### Task goal
Read the data that follows. Then repeat it exactly.

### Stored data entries
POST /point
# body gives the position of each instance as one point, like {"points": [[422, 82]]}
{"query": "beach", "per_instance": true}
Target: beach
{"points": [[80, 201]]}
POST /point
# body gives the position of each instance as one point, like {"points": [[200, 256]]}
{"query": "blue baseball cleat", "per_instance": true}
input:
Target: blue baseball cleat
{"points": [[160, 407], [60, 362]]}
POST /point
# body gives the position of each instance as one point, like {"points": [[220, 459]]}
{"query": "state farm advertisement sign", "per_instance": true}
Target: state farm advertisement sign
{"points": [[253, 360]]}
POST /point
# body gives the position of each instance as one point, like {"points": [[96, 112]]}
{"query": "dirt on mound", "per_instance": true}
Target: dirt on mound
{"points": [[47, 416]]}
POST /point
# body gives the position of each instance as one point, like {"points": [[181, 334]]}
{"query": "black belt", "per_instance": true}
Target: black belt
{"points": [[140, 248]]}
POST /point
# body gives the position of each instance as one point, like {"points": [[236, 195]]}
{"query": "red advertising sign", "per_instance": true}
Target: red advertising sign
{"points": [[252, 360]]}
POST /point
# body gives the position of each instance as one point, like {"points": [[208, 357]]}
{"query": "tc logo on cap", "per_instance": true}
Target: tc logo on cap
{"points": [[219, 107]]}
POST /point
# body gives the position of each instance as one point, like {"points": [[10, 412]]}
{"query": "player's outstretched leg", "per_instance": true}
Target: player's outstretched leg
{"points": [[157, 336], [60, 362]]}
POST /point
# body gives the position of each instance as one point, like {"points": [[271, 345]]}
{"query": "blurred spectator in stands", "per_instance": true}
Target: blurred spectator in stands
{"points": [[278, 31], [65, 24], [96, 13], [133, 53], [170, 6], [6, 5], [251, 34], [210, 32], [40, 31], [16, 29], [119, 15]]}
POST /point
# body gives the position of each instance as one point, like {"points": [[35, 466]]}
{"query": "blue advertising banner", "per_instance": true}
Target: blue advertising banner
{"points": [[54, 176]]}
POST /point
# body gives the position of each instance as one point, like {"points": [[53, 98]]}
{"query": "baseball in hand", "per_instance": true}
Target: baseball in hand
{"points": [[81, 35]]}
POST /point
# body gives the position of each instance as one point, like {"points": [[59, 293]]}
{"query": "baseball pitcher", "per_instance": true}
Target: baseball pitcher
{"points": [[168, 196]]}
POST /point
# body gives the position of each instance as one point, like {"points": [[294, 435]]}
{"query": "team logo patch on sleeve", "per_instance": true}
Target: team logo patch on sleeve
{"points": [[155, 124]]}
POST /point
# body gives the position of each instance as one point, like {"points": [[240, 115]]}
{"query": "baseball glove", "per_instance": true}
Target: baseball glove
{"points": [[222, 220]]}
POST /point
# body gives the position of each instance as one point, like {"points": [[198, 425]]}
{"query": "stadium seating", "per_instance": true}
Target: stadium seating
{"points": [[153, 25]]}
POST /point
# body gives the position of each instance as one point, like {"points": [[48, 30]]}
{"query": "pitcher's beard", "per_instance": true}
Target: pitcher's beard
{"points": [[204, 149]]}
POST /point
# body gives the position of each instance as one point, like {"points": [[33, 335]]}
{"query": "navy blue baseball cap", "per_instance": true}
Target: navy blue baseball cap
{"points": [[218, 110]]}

### Response
POST /point
# body gives the position of each instance as one point, like {"points": [[422, 82]]}
{"query": "beach", "per_instance": true}
Target: beach
{"points": [[80, 201]]}
POST /point
# body gives the position of each instance as one point, like {"points": [[200, 256]]}
{"query": "blue baseball cleat", "per_instance": true}
input:
Target: blue baseball cleat
{"points": [[160, 407], [60, 362]]}
POST /point
# body gives the position of each instance as one point, like {"points": [[220, 459]]}
{"query": "state farm advertisement sign", "per_instance": true}
Target: state farm advertisement sign
{"points": [[253, 360]]}
POST /point
# body gives the position of each instance as one point, like {"points": [[96, 112]]}
{"query": "dirt on mound", "per_instance": true}
Target: dirt on mound
{"points": [[47, 416]]}
POST /point
# body gives the position of each instance as one point, like {"points": [[181, 334]]}
{"query": "black belt", "per_instance": true}
Target: black belt
{"points": [[140, 248]]}
POST /point
# body gives the position of each instance as one point, like {"points": [[236, 195]]}
{"query": "red advertising sign", "per_instance": true}
Target: red advertising sign
{"points": [[252, 360]]}
POST /point
# body gives the position of each instance as one point, like {"points": [[208, 357]]}
{"query": "tc logo on cap", "per_instance": true}
Target: tc logo on cap
{"points": [[219, 107]]}
POST /point
# body gives the position of each instance as one point, like {"points": [[10, 412]]}
{"query": "player's outstretched leg", "per_instance": true}
Target: player's outstretched leg
{"points": [[157, 336], [60, 362]]}
POST /point
# body gives the position of each instance as one point, like {"points": [[271, 345]]}
{"query": "blurred spectator in stands", "per_instance": true}
Target: blurred spectator in stands
{"points": [[278, 31], [65, 24], [96, 13], [133, 53], [170, 6], [6, 5], [251, 34], [210, 32], [40, 31], [16, 29], [119, 15]]}
POST /point
# body gives the position of each instance as one point, like {"points": [[35, 466]]}
{"query": "blue advertising banner", "per_instance": true}
Target: blue advertising banner
{"points": [[54, 176]]}
POST /point
# body gives the position of each instance as one point, like {"points": [[53, 98]]}
{"query": "baseball in hand", "per_instance": true}
Target: baseball in hand
{"points": [[81, 35]]}
POST /point
# body gives the position of each instance as one point, like {"points": [[59, 293]]}
{"query": "baseball pitcher", "per_instance": true}
Target: baseball pitcher
{"points": [[168, 196]]}
POST /point
# body gives the position of each instance as one point, like {"points": [[294, 435]]}
{"query": "team logo patch on sleeve", "per_instance": true}
Target: team logo patch on sleeve
{"points": [[155, 124]]}
POST /point
# body gives the position of each instance as one point, like {"points": [[240, 115]]}
{"query": "baseball glove", "per_instance": true}
Target: baseball glove
{"points": [[222, 220]]}
POST /point
# body gives the position of each instance as one point, like {"points": [[198, 425]]}
{"query": "stadium seating", "per_instance": true}
Target: stadium seating
{"points": [[153, 25]]}
POST /point
# body gives the position of each instance as one point, like {"points": [[48, 30]]}
{"query": "pitcher's beard", "per_instance": true}
Target: pitcher's beard
{"points": [[204, 149]]}
POST /point
# body gives the position of each instance as one point, like {"points": [[33, 335]]}
{"query": "navy blue baseball cap", "per_instance": true}
Target: navy blue baseball cap
{"points": [[218, 110]]}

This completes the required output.